* **Description of the task**:
Return each line of the material containing the word "positive", copied whole.

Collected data
※ ※ ※

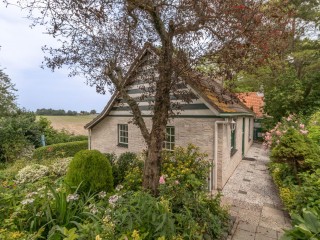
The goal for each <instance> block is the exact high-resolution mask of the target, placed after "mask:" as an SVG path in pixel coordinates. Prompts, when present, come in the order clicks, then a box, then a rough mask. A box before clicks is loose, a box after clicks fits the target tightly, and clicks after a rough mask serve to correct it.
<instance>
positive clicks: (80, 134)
mask: <svg viewBox="0 0 320 240" xmlns="http://www.w3.org/2000/svg"><path fill="white" fill-rule="evenodd" d="M96 116H97V115H96V114H92V115H78V116H42V117H45V118H47V119H48V120H50V122H51V123H52V127H53V128H54V129H57V130H62V129H65V130H67V131H68V132H70V133H74V134H75V135H87V130H86V129H84V125H86V124H87V123H88V122H90V121H91V120H92V119H94V118H95V117H96ZM38 117H39V116H38Z"/></svg>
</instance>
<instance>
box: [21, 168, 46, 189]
mask: <svg viewBox="0 0 320 240" xmlns="http://www.w3.org/2000/svg"><path fill="white" fill-rule="evenodd" d="M48 174H49V168H48V167H46V166H44V165H40V164H32V165H28V166H26V167H24V168H23V169H21V170H20V171H19V172H18V174H17V176H16V181H17V182H18V183H20V184H21V183H26V182H35V181H37V180H39V179H40V178H42V177H44V176H46V175H48Z"/></svg>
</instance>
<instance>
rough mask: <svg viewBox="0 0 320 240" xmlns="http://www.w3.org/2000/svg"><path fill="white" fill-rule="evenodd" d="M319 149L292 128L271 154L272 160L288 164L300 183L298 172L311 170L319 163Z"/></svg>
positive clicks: (310, 141) (306, 137)
mask: <svg viewBox="0 0 320 240" xmlns="http://www.w3.org/2000/svg"><path fill="white" fill-rule="evenodd" d="M317 148H318V147H317V146H315V145H314V143H313V142H311V141H308V139H307V137H306V136H304V135H302V134H300V133H299V132H298V131H297V130H295V129H293V128H290V129H288V130H287V132H286V133H285V134H284V135H283V136H282V137H281V139H280V142H279V144H278V145H276V146H275V147H274V148H273V149H272V152H271V156H270V157H271V160H273V161H274V162H280V163H287V164H289V165H290V166H291V168H292V170H293V173H294V176H295V177H296V178H297V180H298V181H299V177H298V172H301V171H305V170H307V169H308V168H311V167H312V165H313V164H314V163H315V162H317V161H318V158H319V155H318V151H319V150H318V149H317Z"/></svg>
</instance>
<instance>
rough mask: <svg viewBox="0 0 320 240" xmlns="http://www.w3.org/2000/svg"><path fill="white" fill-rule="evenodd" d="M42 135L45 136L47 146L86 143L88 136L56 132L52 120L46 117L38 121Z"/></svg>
mask: <svg viewBox="0 0 320 240" xmlns="http://www.w3.org/2000/svg"><path fill="white" fill-rule="evenodd" d="M38 124H39V126H40V131H41V133H42V134H43V135H44V136H45V141H46V145H52V144H57V143H65V142H75V141H84V140H86V139H87V136H81V135H74V134H72V133H69V132H68V131H66V130H60V131H58V130H55V129H54V128H53V127H52V126H51V122H50V120H48V119H47V118H45V117H40V118H39V120H38Z"/></svg>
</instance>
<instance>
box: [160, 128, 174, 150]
mask: <svg viewBox="0 0 320 240" xmlns="http://www.w3.org/2000/svg"><path fill="white" fill-rule="evenodd" d="M174 145H175V130H174V126H167V127H166V136H165V141H164V142H163V148H164V149H166V150H168V151H173V149H174Z"/></svg>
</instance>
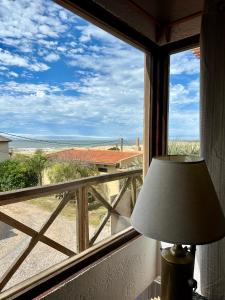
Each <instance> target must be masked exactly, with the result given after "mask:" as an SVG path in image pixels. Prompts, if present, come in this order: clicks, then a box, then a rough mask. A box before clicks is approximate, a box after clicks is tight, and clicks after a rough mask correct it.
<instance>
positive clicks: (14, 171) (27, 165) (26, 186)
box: [0, 159, 38, 191]
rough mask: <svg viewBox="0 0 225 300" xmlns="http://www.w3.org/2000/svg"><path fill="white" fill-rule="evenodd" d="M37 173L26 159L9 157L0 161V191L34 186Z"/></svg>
mask: <svg viewBox="0 0 225 300" xmlns="http://www.w3.org/2000/svg"><path fill="white" fill-rule="evenodd" d="M37 183H38V177H37V174H36V173H35V172H34V170H32V169H31V168H30V167H29V165H28V164H27V163H26V161H23V160H19V159H9V160H5V161H3V162H0V191H11V190H16V189H21V188H26V187H31V186H35V185H37Z"/></svg>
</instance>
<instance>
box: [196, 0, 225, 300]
mask: <svg viewBox="0 0 225 300" xmlns="http://www.w3.org/2000/svg"><path fill="white" fill-rule="evenodd" d="M201 152H202V156H203V157H205V159H206V162H207V166H208V168H209V171H210V174H211V176H212V180H213V182H214V185H215V188H216V191H217V194H218V196H219V199H220V201H221V204H222V207H223V210H224V212H225V1H221V0H219V1H218V0H205V7H204V14H203V19H202V29H201ZM202 209H204V207H203V208H202ZM197 264H198V265H199V267H200V286H201V293H202V294H203V295H204V296H207V298H208V299H209V300H224V299H225V239H223V240H221V241H219V242H216V243H213V244H210V245H206V246H201V247H199V249H198V255H197Z"/></svg>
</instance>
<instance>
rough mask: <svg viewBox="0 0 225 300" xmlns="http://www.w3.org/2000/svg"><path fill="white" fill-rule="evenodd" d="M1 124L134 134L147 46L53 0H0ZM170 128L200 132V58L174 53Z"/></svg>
mask: <svg viewBox="0 0 225 300" xmlns="http://www.w3.org/2000/svg"><path fill="white" fill-rule="evenodd" d="M0 23H1V26H0V106H1V110H0V118H1V125H0V131H2V132H10V133H16V134H20V135H21V134H22V135H25V134H26V135H40V136H45V135H47V136H49V135H74V136H77V137H83V136H87V137H108V138H118V137H124V138H133V137H135V136H137V135H139V136H141V135H142V130H143V95H144V93H143V88H144V70H143V66H144V54H143V53H142V52H141V51H139V50H137V49H135V48H134V47H131V46H129V45H128V44H126V43H124V42H122V41H120V40H119V39H117V38H115V37H113V36H112V35H110V34H108V33H106V32H104V31H103V30H101V29H99V28H97V27H96V26H94V25H92V24H91V23H89V22H87V21H85V20H83V19H81V18H79V17H78V16H75V15H74V14H72V13H71V12H69V11H67V10H66V9H64V8H62V7H60V6H59V5H57V4H55V3H54V2H52V1H50V0H47V1H44V0H37V1H28V0H20V1H7V0H0ZM171 63H172V65H171V83H170V85H171V86H170V88H171V96H170V103H171V105H170V125H169V127H170V135H171V136H173V137H174V136H175V137H179V138H182V137H185V136H193V135H195V136H196V137H197V135H198V130H197V127H198V97H199V96H198V80H199V79H198V75H199V61H198V59H196V58H195V57H194V56H193V55H192V53H191V52H190V51H188V52H185V53H181V54H177V55H174V56H173V57H172V60H171Z"/></svg>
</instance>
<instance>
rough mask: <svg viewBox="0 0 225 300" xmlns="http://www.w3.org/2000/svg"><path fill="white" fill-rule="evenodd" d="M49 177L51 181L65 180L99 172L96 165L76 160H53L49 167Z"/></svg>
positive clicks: (60, 181)
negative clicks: (82, 162) (50, 164)
mask: <svg viewBox="0 0 225 300" xmlns="http://www.w3.org/2000/svg"><path fill="white" fill-rule="evenodd" d="M47 173H48V177H49V180H50V182H51V183H58V182H65V181H70V180H74V179H78V178H82V177H88V176H94V175H96V174H98V169H97V168H96V167H94V166H90V165H87V164H82V163H79V162H76V161H73V160H71V161H64V162H54V161H53V162H52V163H51V165H50V166H49V169H48V172H47Z"/></svg>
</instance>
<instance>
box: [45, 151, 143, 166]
mask: <svg viewBox="0 0 225 300" xmlns="http://www.w3.org/2000/svg"><path fill="white" fill-rule="evenodd" d="M139 155H142V153H141V152H120V151H113V150H92V149H91V150H89V149H69V150H63V151H59V152H55V153H51V154H49V157H51V158H55V159H59V160H79V161H85V162H89V163H93V164H105V165H117V164H118V163H119V162H120V161H122V160H124V159H127V158H130V157H137V156H139Z"/></svg>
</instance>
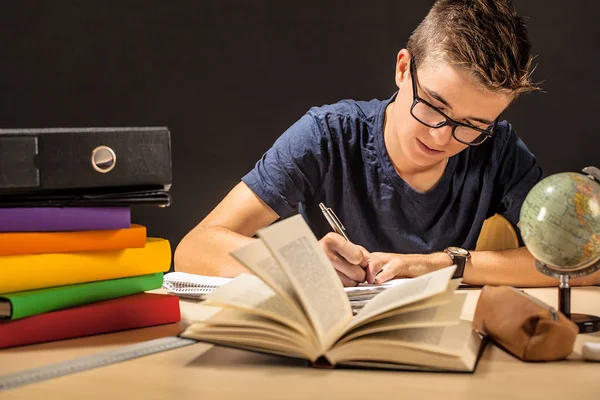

※ ※ ※

* **Exercise output**:
positive clicks: (80, 134)
positive clicks: (310, 141) (306, 137)
positive clicks: (14, 171) (27, 165) (26, 186)
positive clicks: (60, 181)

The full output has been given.